# SOURCE DOCUMENT
How DU Students are Dealing with the Penrose Renovations

Ongoing construction of DU’s Academic Commons at Penrose Library.

The remodeling of the University of Denver’s (DU) soon to be Academic Commons at Penrose Library has been a buzz-worthy topic amongst DU students for the past year.  Many DU students have mixed feelings about not having a traditional library on campus.

The remodeling of DU’s library has been in progress for over a year.  Penrose has been relocated to an alternate location in the Driscoll Student Center.

The new Academic Commons at Penrose Library are scheduled to open by the beginning of March, spring quarter of this year.

According to Karlie Rosier, a Junior DU student who works at the Driscoll Penrose, “The new library is going to be much more inviting than it was previously.  It is also going to be energy efficient!” She excitedly explained.

The Academic Commons are working to have increased seating, more quiet study areas, more study rooms, elevators, enhanced technology, new multimedia software support service, a larger café with patio seating, academic events space, more power outlets, more natural lighting, and energy efficient lighting and mechanical systems.

Karlie explained that the building process should be finished by this coming January.  However, moving all the resources into the new library will be a very time consuming process.

So this poses the question:  What are DU student’s reactions to all these renovations?

Not having a normal sized library for collegiate level students is an issue that many DU student and their parents are having a hard time getting used to.

Even with the designated study spaces Penrose has provided it’s students, there’s something to say about having an actual library.

When DU sophomore, Danielle Guyette was deciding which school to attend two years ago, she said, “ It was actually a big turn off to the school…not having a library my first two years of college was a huge deciding factor.”

Danielle explained that her parents did not think it was a good choice academically for her to attend a school where she would only have a library for half of her college career.

So far it has not posed any serious problems for her academically.  She said she has tried to study in Driscoll a few times last year, but it seemed to be more of a social gathering rather than a study space.

Danielle was also not aware of all the alternate study spaces that are available on campus.  When she looked at the list online of the specific places she could study to cater to her needs, she seemed very surprised and relieved.

Many students are not aware of the alternate study spacesavailable to them.  However, DU has created a helpful resource online that allows students to choose the exact study environment that best suits them, and gives them the best location for them to study.

Some of the many resources available for students at Penrose about the library and alternate study spaces.

While some students prefer to study on campus, many like to reside in off campus locations to do their studying.

Caroline Schnell, a DU Junior, said that when she wants to study she often likes to get off campus for new scenery.  She said that being off campus often helped her gain more focus than when she’s studying on campus.

# EXCERPTED DATA
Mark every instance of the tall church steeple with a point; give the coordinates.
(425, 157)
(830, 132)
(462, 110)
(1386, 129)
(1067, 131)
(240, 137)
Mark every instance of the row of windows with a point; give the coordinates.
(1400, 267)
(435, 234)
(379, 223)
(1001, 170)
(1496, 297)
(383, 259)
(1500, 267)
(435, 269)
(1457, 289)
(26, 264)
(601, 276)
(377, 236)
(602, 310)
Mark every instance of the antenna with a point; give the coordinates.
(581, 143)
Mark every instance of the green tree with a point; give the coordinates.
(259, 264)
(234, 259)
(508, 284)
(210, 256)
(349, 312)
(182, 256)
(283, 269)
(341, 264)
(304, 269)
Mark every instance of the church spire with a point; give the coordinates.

# THE PROBLEM
Can you rewrite the article on the Penrose renovations from "Many students are" to "them to study.", using "useful guide" in place of "helpful resource"?

# WRITTEN REPLY
Many students are not aware of the alternate study spacesavailable to them.  However, DU has created a useful guide online that allows students to choose the exact study environment that best suits them, and gives them the best location for them to study.